● **GOAL**
Reproduce word for word everything in the account of the broken production database from "A very detailed" down to "needed an upgrade.".

This is a story about how I completely destroyed a production database, what I did to fix it and the lessons I learned that I carry with me today.
My first job out of "college" was working as a developer assigned to maintain a third party financial application that managed stock options of clients of the large financial institution where I worked. It was Windows Forms based desktop app that installed on each of the individual user's desktop machine. The app connected to a shared SQL Server database via a trusted connection. This means users permissions were managed at the database level via their Windows credentials. But if you knew a valid SQL user and password you were able to change the connection string from a Trusted Connection
to use a SQL Server user id and password.
I was running two versions of the software on my local machine in preparation for a software update sometime in the future. Both versions of the software were pointing to their own DEV database on a DEV server. Each installation utilizing a trusted connection and not using SQL authentication to connect to the database. Part of the verification of the new system was to see how the data was returned - was version 1 returning the same data as version 2 kind of thing.
For some reason, and to this day I have no idea why or how this happened, but I wanted to compare production data. Without realizing it - or more accurately , without thinking - I updated the connection string of the new version of the app and pointed it to the production database. If I were connecting with my Windows account I don't think the next thing would have happened. However, I also made the fatal mistake of updating the connection string to use the SQL Server sa
user and password.
A very detailed and highly technical diagram depicting the situation I found myself in:
Little did I know that the desktop software had an automatic database upgrade migration process that was executed if the program detected the database was any version behind the desktop version currently connecting to the database. As soon as I fired up the desktop app, the app read the updated connection string (SA!) and connected to the production database as the system administrator giving me all the destructive power I could handle. The application saw that the database was a previous version and therefore needed an upgrade.
I remember a message popping up that read something like "Are you sure you really want to do this action? It's definitely going to blow some stuff up". I clicked OK because i wasn't thinking or didn't realize I was pointing to the production database. I had yet to really break something in my young career.
Someone once asked me what the difference between a senior developer and a junior developer are. My thinking is that a senior developer has broken enough things in their career that they know how to go about getting them working again. The junior just hasn't had the opportunity yet.
After clicking OK I remember watching a modal describing what was happening - updating tables..., migrating database values...
- and thinking "Oh, no! I've made a huge mistake".
I just authorized the new version of the software to update the existing production database to the new version. The new version of the software updated the table structure and stored procedures which resulted in a lot of data loss. Effectively making that database unusable to anyone running the old version - which at this point was everyone in the company.
Realizing what had happened I tried running the software version everyone else was running. It failed and I knew I was done. Since this was was early in the morning , nobody else was in the office so I just sat there alone thinking about what had happened. I'll never forget that lump of shame that just sat in my stomach and chest. This was my first major f'up of my career. I wasn't sure what was going to happen. Maybe I'd be fired and escorted out the door. My stomach was a pit of despair and my career was over just when it was getting started.

● **DATASET ENTRIES**
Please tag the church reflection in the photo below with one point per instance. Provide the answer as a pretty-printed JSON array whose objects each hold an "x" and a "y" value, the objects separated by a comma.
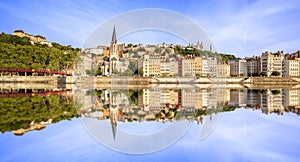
[
  {"x": 24, "y": 110},
  {"x": 167, "y": 105}
]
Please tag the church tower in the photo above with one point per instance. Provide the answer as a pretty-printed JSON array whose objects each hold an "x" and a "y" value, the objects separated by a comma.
[{"x": 113, "y": 53}]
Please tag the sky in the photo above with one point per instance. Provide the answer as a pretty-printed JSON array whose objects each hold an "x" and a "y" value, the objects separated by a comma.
[{"x": 239, "y": 27}]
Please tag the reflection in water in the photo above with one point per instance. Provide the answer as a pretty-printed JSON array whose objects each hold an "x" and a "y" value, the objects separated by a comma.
[{"x": 23, "y": 110}]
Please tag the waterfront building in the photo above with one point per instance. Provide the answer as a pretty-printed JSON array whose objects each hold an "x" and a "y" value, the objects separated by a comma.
[
  {"x": 187, "y": 68},
  {"x": 238, "y": 68},
  {"x": 191, "y": 98},
  {"x": 253, "y": 66},
  {"x": 290, "y": 67},
  {"x": 209, "y": 66},
  {"x": 223, "y": 70},
  {"x": 238, "y": 97},
  {"x": 271, "y": 102}
]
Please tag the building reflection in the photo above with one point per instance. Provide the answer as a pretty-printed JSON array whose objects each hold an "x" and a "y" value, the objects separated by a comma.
[
  {"x": 167, "y": 105},
  {"x": 160, "y": 104}
]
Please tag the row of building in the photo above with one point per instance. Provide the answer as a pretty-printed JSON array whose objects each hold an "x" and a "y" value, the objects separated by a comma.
[{"x": 190, "y": 66}]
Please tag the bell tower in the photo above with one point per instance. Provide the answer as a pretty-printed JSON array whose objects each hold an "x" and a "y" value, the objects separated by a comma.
[{"x": 113, "y": 52}]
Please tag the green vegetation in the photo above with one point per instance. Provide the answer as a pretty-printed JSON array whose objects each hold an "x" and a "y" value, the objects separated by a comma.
[
  {"x": 275, "y": 73},
  {"x": 17, "y": 52},
  {"x": 19, "y": 112}
]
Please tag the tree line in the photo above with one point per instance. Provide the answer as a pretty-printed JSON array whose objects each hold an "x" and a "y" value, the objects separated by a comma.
[{"x": 17, "y": 52}]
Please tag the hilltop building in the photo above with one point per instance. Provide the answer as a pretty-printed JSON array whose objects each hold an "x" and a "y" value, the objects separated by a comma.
[{"x": 272, "y": 62}]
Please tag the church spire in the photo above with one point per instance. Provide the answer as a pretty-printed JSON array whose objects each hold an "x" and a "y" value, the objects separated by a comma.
[{"x": 114, "y": 36}]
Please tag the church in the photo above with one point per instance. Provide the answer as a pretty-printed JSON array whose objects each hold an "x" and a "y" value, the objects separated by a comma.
[{"x": 109, "y": 66}]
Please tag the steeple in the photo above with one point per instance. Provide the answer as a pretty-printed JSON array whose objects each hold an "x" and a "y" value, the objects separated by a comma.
[{"x": 114, "y": 36}]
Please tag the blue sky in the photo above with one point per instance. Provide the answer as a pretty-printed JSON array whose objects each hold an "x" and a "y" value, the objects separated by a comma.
[{"x": 240, "y": 27}]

● **WRITTEN ANSWER**
A very detailed and highly technical diagram depicting the situation I found myself in:
Little did I know that the desktop software had an automatic database upgrade migration process that was executed if the program detected the database was any version behind the desktop version currently connecting to the database. As soon as I fired up the desktop app, the app read the updated connection string (SA!) and connected to the production database as the system administrator giving me all the destructive power I could handle. The application saw that the database was a previous version and therefore needed an upgrade.